What the task asks
All entries that follow are to be printed exactly as written.

Exercise materials
____
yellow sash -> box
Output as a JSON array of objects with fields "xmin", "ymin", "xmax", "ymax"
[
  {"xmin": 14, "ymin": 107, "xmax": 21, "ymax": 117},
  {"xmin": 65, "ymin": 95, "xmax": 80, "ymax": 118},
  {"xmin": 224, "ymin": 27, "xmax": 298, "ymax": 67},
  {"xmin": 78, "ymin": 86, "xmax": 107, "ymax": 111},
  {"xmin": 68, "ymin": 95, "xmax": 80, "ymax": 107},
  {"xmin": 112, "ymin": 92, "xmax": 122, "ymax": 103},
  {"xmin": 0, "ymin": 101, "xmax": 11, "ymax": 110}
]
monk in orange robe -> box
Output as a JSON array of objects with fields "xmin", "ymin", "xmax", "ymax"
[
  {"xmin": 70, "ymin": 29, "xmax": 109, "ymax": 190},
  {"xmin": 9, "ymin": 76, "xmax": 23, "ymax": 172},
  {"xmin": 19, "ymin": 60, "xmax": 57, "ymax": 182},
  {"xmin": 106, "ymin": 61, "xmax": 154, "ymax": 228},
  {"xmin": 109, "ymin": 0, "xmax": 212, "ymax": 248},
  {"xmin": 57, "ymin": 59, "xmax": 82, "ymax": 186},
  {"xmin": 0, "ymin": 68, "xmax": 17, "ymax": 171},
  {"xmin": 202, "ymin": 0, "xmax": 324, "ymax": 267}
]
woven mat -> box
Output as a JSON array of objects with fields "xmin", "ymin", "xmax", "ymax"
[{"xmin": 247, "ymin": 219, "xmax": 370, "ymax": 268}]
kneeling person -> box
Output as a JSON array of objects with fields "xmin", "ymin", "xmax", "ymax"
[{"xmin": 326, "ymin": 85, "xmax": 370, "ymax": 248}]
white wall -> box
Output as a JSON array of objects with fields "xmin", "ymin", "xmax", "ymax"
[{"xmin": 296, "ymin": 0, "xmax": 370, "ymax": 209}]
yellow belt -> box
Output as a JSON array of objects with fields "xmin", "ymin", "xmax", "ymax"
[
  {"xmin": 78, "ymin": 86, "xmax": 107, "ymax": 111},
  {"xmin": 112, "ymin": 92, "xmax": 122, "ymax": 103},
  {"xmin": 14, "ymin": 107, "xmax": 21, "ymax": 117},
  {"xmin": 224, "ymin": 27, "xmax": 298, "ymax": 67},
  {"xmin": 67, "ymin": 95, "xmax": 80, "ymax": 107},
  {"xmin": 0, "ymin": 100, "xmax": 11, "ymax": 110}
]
____
Result
yellow sash -> box
Output as a JSON array of objects with fields "xmin", "ymin", "xmax", "ymax"
[
  {"xmin": 14, "ymin": 107, "xmax": 21, "ymax": 117},
  {"xmin": 65, "ymin": 95, "xmax": 80, "ymax": 118},
  {"xmin": 224, "ymin": 27, "xmax": 298, "ymax": 67},
  {"xmin": 78, "ymin": 86, "xmax": 107, "ymax": 111},
  {"xmin": 68, "ymin": 95, "xmax": 80, "ymax": 107},
  {"xmin": 112, "ymin": 92, "xmax": 122, "ymax": 103},
  {"xmin": 0, "ymin": 101, "xmax": 11, "ymax": 110}
]
monk in orange robe -> box
Output as a JSON array of objects with fields "xmin", "ymin", "xmax", "ymax"
[
  {"xmin": 70, "ymin": 29, "xmax": 109, "ymax": 190},
  {"xmin": 9, "ymin": 76, "xmax": 23, "ymax": 172},
  {"xmin": 19, "ymin": 60, "xmax": 57, "ymax": 182},
  {"xmin": 106, "ymin": 61, "xmax": 154, "ymax": 228},
  {"xmin": 109, "ymin": 0, "xmax": 212, "ymax": 248},
  {"xmin": 57, "ymin": 59, "xmax": 82, "ymax": 186},
  {"xmin": 0, "ymin": 68, "xmax": 17, "ymax": 171},
  {"xmin": 202, "ymin": 0, "xmax": 324, "ymax": 267}
]
woven mat -> box
Output as a JSON array of objects with fields "xmin", "ymin", "xmax", "ymax"
[{"xmin": 247, "ymin": 219, "xmax": 370, "ymax": 268}]
kneeling person -> box
Output as a JSON array of objects with fields "xmin", "ymin", "xmax", "ymax"
[{"xmin": 326, "ymin": 85, "xmax": 370, "ymax": 248}]
white wall -> box
Output as a JSON array of objects with fields "xmin", "ymin", "xmax", "ymax"
[{"xmin": 296, "ymin": 0, "xmax": 370, "ymax": 209}]
yellow belt -> box
Output as a JSON array of objects with fields "xmin", "ymin", "xmax", "ymax"
[
  {"xmin": 78, "ymin": 86, "xmax": 107, "ymax": 111},
  {"xmin": 112, "ymin": 92, "xmax": 122, "ymax": 103},
  {"xmin": 14, "ymin": 107, "xmax": 21, "ymax": 117},
  {"xmin": 224, "ymin": 27, "xmax": 298, "ymax": 67},
  {"xmin": 67, "ymin": 95, "xmax": 80, "ymax": 107},
  {"xmin": 0, "ymin": 100, "xmax": 11, "ymax": 110}
]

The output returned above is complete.